What is being asked - Convert the data below into a Markdown table with two columns, No. and Text, giving each nonblank line its own numbered row in order. Leave the pictures out.

"""

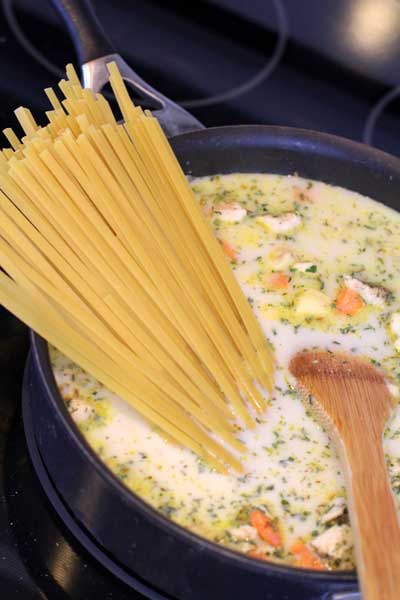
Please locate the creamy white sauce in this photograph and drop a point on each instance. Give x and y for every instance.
(291, 469)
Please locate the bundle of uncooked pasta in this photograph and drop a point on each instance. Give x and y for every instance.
(108, 257)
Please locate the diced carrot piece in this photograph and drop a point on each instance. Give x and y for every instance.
(277, 281)
(300, 194)
(348, 301)
(298, 547)
(263, 524)
(259, 520)
(305, 558)
(257, 554)
(229, 250)
(272, 537)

"""

Exercise answer -
| No. | Text |
|---|---|
| 1 | Please locate the creamy white sauce in this photograph and drop a point on each instance. Give x and y for every instance. |
| 2 | (291, 469) |
| 3 | Please locate the bundle of uncooked pasta in this photograph and drop a point on each instance. Give x and y for every instance. |
| 4 | (108, 257) |
| 5 | Please locate the diced carrot piece in this photograph and drop a point on each instance. Give x and y for every instance. |
| 6 | (277, 281) |
| 7 | (300, 194) |
| 8 | (348, 301) |
| 9 | (298, 547) |
| 10 | (263, 524) |
| 11 | (259, 520) |
| 12 | (305, 558) |
| 13 | (257, 554) |
| 14 | (229, 250) |
| 15 | (272, 537) |